= Ron Kerr =

Health service manager in the United Kingdom

Sir Ronald James Kerr is a health service manager in the United Kingdom.

He was chief executive of Guy's and St Thomas' NHS Foundation Trust from 2007 until 2015, continuing as executive vice-chairman until 2017. In 2011 he was the fourth highest earner in the NHS, with a salary of £274,500.

He was formerly chief executive of United Bristol Healthcare NHS Trust, and before that chief executive of the National Care Standards Commission. In 2015 he was chair of the Shelford Group, a collaboration between large research and teaching hospitals in NHS England.

He was knighted in the 2011 New Year’s Honours. In 2015 the Health Service Journal placed him eighth among the top chief executives in the National Health Service.

In 2018 he wrote the Sir Ron Kerr review: empowering NHS leaders to lead into bullying in the NHS, which concluded that bullying and discrimination are "prevalent and accepted" amongst those with leadership responsibility in the NHS: "The conditions in which leaders operate are stressful and difficult, with great responsibility and the highest stakes. "Over time, this has led to a negative working culture in which both bullying and discrimination are prevalent and accepted."This must change and should be led from the top, with NHS leaders ensuring they model the highest standards of behaviour."

Kerr has been chair of NHS Providers, an organisation representing NHS trusts in England, since January 2020.

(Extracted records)
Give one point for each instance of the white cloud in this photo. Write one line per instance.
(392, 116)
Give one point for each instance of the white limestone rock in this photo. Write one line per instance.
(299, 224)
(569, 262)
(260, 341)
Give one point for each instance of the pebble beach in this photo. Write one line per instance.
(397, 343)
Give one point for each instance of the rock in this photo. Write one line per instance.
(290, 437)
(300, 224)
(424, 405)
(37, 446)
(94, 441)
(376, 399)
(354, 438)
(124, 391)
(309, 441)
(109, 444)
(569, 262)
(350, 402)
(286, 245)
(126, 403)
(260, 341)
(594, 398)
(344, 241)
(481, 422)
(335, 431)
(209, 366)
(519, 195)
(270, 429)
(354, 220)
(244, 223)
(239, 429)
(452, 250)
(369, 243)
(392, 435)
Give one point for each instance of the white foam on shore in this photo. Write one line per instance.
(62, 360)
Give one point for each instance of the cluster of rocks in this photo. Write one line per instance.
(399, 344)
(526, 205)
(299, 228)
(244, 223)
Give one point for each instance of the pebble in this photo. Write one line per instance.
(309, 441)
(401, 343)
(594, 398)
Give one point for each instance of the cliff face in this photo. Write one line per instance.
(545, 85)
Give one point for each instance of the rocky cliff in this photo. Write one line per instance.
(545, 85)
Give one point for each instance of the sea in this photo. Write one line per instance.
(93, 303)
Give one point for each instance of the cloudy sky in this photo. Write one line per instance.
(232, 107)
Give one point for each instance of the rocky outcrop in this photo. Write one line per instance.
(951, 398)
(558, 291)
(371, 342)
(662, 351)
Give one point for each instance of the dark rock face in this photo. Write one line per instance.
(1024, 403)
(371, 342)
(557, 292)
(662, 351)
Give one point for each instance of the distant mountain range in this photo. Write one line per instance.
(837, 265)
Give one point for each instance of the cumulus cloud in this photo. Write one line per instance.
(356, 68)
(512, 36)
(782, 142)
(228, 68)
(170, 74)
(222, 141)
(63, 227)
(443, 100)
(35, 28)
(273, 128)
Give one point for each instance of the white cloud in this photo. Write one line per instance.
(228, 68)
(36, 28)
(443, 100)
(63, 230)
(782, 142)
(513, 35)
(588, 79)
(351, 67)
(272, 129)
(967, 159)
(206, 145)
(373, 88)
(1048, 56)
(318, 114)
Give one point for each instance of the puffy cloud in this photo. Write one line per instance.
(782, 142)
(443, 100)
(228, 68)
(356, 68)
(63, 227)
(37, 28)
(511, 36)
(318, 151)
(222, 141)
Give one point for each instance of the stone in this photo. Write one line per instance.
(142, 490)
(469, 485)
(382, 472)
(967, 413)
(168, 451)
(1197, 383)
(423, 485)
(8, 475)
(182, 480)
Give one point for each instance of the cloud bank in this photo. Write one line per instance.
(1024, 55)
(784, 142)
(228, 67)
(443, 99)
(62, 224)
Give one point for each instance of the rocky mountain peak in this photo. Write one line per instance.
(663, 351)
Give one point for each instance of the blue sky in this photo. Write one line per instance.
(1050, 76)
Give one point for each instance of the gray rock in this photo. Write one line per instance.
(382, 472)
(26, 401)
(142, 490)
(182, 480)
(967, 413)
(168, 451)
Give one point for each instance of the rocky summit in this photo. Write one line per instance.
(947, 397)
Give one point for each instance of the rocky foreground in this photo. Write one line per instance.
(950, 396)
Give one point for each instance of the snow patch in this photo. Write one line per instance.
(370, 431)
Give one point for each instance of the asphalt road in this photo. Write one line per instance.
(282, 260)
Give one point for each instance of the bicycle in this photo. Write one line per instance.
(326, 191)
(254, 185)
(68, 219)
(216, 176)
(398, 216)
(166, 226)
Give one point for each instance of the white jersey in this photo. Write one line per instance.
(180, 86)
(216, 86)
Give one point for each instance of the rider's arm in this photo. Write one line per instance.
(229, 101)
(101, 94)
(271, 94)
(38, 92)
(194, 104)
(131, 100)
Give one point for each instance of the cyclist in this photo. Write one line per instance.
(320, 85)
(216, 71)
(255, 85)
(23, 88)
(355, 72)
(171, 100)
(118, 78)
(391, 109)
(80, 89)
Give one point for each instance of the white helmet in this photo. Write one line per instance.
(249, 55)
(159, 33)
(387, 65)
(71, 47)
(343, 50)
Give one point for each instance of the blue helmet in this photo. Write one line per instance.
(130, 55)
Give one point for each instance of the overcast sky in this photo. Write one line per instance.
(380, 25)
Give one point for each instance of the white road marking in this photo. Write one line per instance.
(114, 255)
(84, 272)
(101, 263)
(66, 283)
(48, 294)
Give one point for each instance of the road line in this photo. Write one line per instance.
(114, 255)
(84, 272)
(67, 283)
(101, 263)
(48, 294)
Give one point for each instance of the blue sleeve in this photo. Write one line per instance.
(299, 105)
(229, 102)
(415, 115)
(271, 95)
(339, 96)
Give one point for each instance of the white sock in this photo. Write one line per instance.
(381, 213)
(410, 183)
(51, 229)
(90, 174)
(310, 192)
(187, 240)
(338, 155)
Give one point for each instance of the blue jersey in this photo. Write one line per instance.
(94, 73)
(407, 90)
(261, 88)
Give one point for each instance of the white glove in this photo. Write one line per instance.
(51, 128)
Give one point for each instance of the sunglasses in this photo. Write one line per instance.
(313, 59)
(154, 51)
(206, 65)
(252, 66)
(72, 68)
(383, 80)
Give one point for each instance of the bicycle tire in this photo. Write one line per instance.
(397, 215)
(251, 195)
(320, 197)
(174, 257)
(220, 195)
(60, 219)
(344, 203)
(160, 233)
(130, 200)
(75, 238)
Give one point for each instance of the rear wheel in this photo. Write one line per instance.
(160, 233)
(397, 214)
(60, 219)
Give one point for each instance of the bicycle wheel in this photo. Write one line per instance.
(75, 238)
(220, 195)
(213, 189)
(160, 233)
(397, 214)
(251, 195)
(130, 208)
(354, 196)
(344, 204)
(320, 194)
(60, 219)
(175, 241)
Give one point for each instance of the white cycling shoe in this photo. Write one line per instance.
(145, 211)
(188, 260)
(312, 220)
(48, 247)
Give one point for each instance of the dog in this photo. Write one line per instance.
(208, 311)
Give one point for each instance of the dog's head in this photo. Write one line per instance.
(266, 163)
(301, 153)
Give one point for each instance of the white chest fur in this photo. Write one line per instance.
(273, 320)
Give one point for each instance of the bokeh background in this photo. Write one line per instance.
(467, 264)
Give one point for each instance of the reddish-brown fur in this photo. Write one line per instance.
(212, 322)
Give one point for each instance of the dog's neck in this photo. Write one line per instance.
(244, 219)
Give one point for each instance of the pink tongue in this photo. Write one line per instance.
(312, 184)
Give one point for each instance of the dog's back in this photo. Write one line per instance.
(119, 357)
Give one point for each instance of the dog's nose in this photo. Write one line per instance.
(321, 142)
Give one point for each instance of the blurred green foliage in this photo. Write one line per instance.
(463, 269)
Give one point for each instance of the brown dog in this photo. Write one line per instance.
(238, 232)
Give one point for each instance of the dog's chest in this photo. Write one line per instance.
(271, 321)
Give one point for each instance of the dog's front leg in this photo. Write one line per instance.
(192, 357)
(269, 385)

* **WORK REQUIRED**:
Answer these about the text on Ron Kerr:
1. In which year's New Year's Honours was he knighted?
2. Of which organization has he been chair since January 2020?
3. Before leading United Bristol Healthcare NHS Trust, where was he chief executive?

* **SOLUTION FOR THIS PROBLEM**:
1. 2011
2. NHS Providers
3. The National Care Standards Commission